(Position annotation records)
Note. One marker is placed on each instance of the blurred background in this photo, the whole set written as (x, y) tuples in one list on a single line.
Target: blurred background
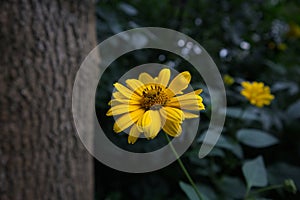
[(249, 41), (42, 45)]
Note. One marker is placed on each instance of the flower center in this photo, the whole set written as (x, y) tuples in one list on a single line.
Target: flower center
[(154, 97)]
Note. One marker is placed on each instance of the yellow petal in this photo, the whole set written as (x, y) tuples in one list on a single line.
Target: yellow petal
[(164, 77), (151, 123), (115, 102), (172, 114), (133, 134), (127, 120), (119, 95), (180, 82), (171, 128), (135, 85), (146, 78), (189, 115), (126, 92), (188, 103), (122, 108)]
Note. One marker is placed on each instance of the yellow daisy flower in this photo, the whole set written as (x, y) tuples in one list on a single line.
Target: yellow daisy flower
[(228, 80), (258, 94), (149, 104)]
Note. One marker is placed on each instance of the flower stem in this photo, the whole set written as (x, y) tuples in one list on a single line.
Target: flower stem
[(183, 168)]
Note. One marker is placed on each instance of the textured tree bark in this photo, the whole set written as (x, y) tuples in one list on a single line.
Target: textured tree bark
[(42, 44)]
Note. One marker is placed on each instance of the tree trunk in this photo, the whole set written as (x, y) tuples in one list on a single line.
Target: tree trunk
[(42, 44)]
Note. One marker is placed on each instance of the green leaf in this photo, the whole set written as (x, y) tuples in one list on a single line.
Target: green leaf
[(255, 172), (239, 113), (226, 143), (293, 111), (256, 138), (233, 187), (188, 190)]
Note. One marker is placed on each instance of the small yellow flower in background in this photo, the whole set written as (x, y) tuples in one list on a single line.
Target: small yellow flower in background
[(228, 80), (149, 104), (258, 94), (294, 31), (282, 46)]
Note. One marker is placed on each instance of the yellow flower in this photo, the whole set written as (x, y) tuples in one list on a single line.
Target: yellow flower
[(282, 46), (228, 80), (149, 104), (258, 94)]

**GOAL**
Please transcribe the entire listing above word for word, from beginning to end, and leave the pictures out of your copy.

**OUTPUT FOR THIS EXERCISE**
Note. One marker is placed on each instance of the blurred background in this photo, the whole set written as (x, y) tuples in one list on a single line.
Target: blurred background
[(249, 41), (42, 45)]
Note. One marker is placed on each instance of the flower center in this photo, the whole set written as (x, y) tuples in one list on a single line.
Target: flower center
[(154, 97)]
Note. One marker is placed on each instance of the yellow petal in this photo, the whole set written as (x, y) tuples in one list on a single line.
Target: yellow petal
[(164, 77), (151, 123), (115, 102), (172, 114), (133, 134), (127, 120), (119, 95), (180, 82), (171, 128), (135, 85), (146, 78), (189, 115), (126, 92), (188, 103), (122, 108)]
Note. One marker is placed on each instance of the yellow daisy flower in this photo, the whole set written as (x, y) tuples in one list on a single line.
Target: yellow daisy flower
[(228, 80), (258, 94), (149, 104)]
Note. One marker is placed on each instance of the flower stem in this photo, the whole set written as (x, y) tuples in one list on a single line.
Target: flower stem
[(183, 168)]
Note. One marker is placed on each instance of the textured tree bark in this photo, the whole set written as (x, y) tuples in one list on a single line.
Target: textured tree bark
[(42, 44)]
Note. One marker is placed on each instance of the tree trunk in this photo, the whole set written as (x, y) tuples in one list on a single line.
Target: tree trunk
[(42, 44)]
Note. One marker is placed on each instance of the green leaf in this photo, the whole set written as (x, y) tuples in one list on a single line.
Target: green leaf
[(255, 172), (239, 113), (226, 143), (293, 111), (256, 138), (233, 187), (188, 190)]
Note. One marker is placed on each instance of the small yellow flower in background in this photo, the whole set written as (x, y) tuples in one list on a single line.
Target: small yellow flower in background
[(228, 80), (149, 104), (258, 94), (294, 31), (282, 46)]
Note. One marker is placed on each instance of the yellow flower in this photo, the whole set written as (x, y) tuples in one list on a single line.
Target: yellow flower
[(282, 46), (228, 80), (149, 104), (258, 94)]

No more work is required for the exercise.